WHAT YOU ARE ASKED TO DO >>
Swap "marker" for "pin" in the stretch from the start of the records through the line containing "[(1069, 309), (96, 277)]", and output that stretch with all else unchanged.

SUPPLIED DATA >>
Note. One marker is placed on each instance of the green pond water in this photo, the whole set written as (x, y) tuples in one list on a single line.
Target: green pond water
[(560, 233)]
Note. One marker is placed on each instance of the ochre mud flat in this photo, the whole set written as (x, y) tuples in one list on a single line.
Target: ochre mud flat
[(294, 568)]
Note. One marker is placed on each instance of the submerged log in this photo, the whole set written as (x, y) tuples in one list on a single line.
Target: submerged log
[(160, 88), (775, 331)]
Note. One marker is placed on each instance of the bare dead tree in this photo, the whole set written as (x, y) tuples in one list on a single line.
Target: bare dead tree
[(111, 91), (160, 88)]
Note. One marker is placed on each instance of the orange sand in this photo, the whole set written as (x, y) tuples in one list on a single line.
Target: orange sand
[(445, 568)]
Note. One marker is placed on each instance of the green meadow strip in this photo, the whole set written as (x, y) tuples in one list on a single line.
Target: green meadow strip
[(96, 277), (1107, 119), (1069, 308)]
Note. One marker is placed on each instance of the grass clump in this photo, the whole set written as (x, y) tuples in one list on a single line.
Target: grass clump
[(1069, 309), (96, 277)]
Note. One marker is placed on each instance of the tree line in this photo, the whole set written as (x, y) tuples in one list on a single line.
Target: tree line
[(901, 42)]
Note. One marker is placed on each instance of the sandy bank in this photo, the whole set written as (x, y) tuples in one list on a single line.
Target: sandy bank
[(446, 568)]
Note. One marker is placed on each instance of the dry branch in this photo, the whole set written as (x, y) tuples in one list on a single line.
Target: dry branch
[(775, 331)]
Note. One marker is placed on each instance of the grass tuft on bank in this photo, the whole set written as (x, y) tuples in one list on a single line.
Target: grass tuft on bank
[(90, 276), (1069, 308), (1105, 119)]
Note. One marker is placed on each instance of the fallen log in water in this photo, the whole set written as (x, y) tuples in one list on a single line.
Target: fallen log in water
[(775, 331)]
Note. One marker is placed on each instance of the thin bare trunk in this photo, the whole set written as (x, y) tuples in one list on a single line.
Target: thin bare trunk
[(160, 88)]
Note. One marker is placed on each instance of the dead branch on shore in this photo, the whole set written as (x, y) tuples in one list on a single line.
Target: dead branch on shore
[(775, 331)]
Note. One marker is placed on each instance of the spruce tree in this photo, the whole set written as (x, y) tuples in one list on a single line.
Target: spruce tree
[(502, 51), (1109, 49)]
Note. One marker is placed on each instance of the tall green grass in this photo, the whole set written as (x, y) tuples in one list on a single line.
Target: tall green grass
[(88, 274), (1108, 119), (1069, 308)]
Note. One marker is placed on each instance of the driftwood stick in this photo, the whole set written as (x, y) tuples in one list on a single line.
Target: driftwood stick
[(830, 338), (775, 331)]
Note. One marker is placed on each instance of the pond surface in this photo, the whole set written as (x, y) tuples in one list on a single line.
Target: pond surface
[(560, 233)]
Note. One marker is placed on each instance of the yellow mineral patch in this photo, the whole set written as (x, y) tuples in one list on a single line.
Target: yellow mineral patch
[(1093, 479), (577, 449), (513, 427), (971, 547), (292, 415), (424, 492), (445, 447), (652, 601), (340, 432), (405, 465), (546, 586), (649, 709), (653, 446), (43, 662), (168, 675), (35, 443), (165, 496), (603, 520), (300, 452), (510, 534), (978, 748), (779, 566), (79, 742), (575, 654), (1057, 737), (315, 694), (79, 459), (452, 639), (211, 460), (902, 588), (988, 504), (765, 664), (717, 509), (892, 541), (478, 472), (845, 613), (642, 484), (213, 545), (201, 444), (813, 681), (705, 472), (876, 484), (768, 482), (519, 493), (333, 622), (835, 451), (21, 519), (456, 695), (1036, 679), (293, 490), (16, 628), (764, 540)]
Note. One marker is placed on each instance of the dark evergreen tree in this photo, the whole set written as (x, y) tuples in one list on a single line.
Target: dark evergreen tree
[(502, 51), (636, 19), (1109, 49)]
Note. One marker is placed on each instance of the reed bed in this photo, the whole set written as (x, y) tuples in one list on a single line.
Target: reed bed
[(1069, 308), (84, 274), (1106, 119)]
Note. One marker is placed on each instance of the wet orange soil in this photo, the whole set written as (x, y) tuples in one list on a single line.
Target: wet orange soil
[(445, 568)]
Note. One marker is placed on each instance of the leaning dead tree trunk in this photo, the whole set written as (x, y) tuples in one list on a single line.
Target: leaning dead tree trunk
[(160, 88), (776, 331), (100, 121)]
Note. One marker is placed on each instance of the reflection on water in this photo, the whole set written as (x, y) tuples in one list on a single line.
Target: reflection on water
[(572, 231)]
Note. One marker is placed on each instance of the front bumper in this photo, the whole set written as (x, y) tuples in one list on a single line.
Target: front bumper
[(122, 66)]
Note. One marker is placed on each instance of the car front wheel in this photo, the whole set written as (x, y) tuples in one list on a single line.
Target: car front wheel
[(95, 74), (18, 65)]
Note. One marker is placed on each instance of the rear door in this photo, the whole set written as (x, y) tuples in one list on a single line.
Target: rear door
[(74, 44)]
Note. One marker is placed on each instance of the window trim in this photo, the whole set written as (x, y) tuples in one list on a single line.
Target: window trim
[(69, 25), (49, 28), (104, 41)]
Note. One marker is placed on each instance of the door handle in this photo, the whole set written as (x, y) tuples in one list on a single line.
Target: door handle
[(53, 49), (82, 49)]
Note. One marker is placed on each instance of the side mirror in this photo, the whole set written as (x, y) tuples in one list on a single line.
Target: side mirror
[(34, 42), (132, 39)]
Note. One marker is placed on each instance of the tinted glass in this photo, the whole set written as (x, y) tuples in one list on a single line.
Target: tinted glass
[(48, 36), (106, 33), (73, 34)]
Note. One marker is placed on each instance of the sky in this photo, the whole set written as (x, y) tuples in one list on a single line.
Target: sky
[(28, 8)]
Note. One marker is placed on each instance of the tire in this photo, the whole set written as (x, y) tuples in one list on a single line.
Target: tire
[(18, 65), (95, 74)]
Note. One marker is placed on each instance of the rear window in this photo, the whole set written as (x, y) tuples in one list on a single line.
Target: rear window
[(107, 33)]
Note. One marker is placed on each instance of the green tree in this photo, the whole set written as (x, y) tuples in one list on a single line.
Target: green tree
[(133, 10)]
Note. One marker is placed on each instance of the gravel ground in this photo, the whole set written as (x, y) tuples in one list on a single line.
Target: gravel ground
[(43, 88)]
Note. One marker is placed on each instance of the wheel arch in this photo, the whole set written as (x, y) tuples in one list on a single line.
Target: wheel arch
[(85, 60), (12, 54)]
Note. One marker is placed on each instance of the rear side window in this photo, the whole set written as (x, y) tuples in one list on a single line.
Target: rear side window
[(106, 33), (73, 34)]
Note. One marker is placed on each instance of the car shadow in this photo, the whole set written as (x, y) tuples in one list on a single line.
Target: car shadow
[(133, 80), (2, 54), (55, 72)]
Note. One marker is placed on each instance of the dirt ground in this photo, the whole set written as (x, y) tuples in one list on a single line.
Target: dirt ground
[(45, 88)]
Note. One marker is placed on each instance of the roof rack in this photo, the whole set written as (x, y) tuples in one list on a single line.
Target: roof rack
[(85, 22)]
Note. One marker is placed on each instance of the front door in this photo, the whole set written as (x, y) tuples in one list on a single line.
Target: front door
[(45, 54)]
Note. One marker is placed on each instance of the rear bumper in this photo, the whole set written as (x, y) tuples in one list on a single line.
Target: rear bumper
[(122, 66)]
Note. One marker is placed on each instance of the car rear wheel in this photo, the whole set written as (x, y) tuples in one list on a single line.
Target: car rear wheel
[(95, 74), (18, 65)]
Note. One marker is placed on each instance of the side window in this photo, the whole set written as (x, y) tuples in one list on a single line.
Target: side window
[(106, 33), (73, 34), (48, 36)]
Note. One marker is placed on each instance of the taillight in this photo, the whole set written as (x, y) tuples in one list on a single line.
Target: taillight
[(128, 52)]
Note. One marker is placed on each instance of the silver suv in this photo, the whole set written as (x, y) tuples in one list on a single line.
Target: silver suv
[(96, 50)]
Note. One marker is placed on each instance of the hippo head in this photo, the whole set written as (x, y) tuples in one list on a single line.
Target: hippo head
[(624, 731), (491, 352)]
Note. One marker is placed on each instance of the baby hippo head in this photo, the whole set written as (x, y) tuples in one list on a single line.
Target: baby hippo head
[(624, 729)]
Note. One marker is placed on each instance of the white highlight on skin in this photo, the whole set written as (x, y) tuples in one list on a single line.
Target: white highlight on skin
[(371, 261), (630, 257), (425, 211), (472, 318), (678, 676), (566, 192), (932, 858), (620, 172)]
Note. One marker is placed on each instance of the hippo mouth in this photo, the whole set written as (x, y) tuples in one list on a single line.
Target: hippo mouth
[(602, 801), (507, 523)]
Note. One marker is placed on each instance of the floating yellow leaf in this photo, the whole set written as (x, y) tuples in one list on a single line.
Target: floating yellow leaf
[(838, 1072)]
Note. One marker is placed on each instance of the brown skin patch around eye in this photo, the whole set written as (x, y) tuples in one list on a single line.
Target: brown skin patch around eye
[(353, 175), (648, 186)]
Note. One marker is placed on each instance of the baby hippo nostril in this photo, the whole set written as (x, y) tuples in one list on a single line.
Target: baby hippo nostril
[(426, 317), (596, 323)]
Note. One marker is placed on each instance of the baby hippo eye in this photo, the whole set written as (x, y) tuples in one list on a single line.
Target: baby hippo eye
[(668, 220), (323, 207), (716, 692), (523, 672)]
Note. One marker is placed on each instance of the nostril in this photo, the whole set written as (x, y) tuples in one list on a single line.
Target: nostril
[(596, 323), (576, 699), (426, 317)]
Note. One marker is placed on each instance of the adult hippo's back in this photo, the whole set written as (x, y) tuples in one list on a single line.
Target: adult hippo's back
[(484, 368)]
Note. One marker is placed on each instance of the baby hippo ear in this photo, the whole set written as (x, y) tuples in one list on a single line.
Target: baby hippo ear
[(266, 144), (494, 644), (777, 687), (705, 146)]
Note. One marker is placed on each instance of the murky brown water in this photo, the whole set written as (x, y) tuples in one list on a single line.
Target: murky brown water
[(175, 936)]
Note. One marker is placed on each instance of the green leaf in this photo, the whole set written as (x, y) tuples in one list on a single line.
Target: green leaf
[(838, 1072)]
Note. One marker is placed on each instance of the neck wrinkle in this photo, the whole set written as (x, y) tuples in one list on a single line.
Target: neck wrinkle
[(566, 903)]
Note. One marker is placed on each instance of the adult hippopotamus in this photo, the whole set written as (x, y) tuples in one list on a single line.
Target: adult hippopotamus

THE SOLUTION >>
Note. One pin is placed on each instance of the green pond water in this photo, the whole set written as (x, y) tuples in one list on a single line.
Target: green pond water
[(560, 233)]
Note. One pin is placed on each instance of the ochre mud flat in this photo, the whole set written as (x, y) tuples in one list on a single line.
Target: ochre mud flat
[(294, 568)]
Note. One pin is placed on each instance of the submerged log in this photo, the whole set written as (x, y) tuples in one list on a single line.
Target: submerged log
[(160, 88), (775, 331)]
Note. One pin is placed on each instance of the bare dead tree in this photo, the whole set written as (x, y) tuples in one list on a single line.
Target: bare dead tree
[(111, 91), (160, 88)]
Note. One pin is placed on each instance of the orange sand in this photo, the whole set written as (x, y) tuples in one list on a single line.
Target: orange sand
[(445, 568)]
Note. One pin is placed on each instance of the green meadow strip in this photo, the whole set written as (x, y) tuples in one list on a single line.
Target: green meadow strip
[(96, 277), (1107, 119), (1069, 308)]
Note. One pin is placed on each instance of the grass clump in this photo, the whole set written as (x, y) tuples in one list on a single line.
Target: grass clump
[(1069, 309), (96, 277)]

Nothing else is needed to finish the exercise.